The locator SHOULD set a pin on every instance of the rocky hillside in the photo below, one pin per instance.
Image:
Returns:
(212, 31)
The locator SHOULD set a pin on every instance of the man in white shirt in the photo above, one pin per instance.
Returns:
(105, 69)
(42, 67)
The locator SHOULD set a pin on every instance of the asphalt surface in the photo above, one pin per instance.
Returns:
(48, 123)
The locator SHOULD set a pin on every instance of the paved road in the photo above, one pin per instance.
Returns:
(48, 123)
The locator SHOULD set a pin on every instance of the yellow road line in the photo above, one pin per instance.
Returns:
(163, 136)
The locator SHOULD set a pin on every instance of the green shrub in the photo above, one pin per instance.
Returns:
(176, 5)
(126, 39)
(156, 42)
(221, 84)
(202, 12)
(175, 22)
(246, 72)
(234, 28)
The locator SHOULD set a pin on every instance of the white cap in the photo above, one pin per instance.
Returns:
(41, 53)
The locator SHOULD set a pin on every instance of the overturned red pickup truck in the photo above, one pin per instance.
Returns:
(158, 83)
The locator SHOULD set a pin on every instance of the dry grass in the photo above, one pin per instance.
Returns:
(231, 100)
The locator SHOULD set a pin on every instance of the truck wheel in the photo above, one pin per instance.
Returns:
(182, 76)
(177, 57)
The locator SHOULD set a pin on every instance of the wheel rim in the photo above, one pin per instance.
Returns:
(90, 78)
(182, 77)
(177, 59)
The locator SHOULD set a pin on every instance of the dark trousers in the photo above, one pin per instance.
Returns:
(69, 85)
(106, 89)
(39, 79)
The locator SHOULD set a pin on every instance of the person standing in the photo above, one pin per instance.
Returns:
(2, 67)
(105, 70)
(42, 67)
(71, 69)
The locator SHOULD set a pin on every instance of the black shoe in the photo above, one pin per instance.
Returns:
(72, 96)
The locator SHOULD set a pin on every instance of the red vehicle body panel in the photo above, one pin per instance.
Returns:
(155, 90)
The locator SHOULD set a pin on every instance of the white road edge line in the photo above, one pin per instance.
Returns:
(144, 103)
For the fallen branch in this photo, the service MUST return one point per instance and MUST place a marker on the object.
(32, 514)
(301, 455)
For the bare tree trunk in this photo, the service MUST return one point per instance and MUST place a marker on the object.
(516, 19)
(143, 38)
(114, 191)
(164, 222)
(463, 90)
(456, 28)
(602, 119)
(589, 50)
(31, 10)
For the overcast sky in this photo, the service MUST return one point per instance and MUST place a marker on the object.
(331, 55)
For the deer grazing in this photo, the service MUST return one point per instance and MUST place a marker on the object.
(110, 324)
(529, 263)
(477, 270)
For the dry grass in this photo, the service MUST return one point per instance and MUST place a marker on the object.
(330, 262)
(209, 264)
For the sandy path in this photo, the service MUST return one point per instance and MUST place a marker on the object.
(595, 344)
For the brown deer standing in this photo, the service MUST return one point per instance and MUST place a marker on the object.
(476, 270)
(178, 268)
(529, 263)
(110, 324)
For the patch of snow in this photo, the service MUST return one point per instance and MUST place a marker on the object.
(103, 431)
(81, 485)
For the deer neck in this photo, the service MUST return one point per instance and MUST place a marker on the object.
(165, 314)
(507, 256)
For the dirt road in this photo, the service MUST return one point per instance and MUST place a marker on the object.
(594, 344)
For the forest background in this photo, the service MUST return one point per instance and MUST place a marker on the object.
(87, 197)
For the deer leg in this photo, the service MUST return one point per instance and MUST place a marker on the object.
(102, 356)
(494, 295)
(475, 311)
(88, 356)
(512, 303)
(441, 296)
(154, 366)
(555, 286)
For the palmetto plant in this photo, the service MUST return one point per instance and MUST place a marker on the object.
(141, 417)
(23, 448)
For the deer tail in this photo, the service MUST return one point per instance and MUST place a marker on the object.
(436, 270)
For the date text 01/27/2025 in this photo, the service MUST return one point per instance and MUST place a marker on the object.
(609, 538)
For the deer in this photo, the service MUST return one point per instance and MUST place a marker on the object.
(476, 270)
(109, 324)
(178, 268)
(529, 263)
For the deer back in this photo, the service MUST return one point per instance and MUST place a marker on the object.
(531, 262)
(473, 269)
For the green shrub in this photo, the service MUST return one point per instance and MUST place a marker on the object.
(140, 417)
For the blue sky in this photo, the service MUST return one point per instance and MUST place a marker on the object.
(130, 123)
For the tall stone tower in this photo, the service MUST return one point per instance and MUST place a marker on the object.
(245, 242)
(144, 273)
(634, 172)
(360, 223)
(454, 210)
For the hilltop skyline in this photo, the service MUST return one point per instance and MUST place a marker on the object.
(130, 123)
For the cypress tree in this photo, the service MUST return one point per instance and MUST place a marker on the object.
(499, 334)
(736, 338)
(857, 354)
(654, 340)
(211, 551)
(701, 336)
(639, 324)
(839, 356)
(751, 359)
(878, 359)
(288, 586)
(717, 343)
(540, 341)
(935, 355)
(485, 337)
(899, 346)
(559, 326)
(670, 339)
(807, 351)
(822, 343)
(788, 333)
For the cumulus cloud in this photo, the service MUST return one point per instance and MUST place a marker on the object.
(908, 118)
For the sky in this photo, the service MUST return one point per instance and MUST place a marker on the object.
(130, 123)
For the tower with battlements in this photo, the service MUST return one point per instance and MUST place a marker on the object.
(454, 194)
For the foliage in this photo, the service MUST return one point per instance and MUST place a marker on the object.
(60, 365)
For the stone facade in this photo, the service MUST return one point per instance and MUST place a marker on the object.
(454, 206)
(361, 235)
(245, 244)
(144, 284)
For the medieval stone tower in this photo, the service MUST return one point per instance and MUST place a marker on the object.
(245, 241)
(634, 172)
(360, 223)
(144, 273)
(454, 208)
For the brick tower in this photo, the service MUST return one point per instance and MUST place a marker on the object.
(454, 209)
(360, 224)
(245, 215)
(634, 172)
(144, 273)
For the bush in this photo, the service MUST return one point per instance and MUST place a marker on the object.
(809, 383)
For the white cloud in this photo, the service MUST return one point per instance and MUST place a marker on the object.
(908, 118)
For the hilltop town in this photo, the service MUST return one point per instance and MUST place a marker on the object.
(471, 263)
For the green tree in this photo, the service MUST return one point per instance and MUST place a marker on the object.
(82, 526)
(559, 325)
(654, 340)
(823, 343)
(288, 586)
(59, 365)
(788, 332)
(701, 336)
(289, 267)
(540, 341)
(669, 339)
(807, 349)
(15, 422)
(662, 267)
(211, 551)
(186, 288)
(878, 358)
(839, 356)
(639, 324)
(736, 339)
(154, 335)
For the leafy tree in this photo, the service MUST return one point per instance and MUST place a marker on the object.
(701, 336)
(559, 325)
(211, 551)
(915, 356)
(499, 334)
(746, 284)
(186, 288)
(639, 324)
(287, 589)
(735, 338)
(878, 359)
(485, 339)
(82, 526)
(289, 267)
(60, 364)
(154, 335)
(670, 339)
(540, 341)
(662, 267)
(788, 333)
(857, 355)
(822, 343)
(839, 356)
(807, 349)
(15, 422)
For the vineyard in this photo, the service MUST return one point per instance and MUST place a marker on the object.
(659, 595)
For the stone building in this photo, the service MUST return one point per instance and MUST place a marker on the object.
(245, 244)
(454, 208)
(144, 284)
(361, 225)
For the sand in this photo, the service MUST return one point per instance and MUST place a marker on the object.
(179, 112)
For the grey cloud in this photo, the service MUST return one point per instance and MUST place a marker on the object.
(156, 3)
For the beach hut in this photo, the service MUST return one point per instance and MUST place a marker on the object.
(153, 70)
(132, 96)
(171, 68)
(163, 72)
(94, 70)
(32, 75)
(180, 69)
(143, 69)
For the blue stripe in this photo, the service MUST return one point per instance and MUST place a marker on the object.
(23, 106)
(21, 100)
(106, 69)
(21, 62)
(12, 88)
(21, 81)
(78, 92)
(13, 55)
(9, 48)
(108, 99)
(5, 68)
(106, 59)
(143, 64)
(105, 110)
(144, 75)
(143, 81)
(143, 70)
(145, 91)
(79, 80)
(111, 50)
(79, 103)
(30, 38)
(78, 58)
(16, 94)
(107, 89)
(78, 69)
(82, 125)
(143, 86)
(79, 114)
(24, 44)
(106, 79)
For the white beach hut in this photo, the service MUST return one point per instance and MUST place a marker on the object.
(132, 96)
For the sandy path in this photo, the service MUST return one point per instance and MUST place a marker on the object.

______________________________

• [Task prompt]
Go through the material above and copy each line that has the word "wheel".

• [Answer box]
The locator SHOULD set a pin on every instance of the truck wheel in the photo above, one pin per instance.
The locator SHOULD set a pin on every instance of the wheel rim in the photo above, one pin per instance.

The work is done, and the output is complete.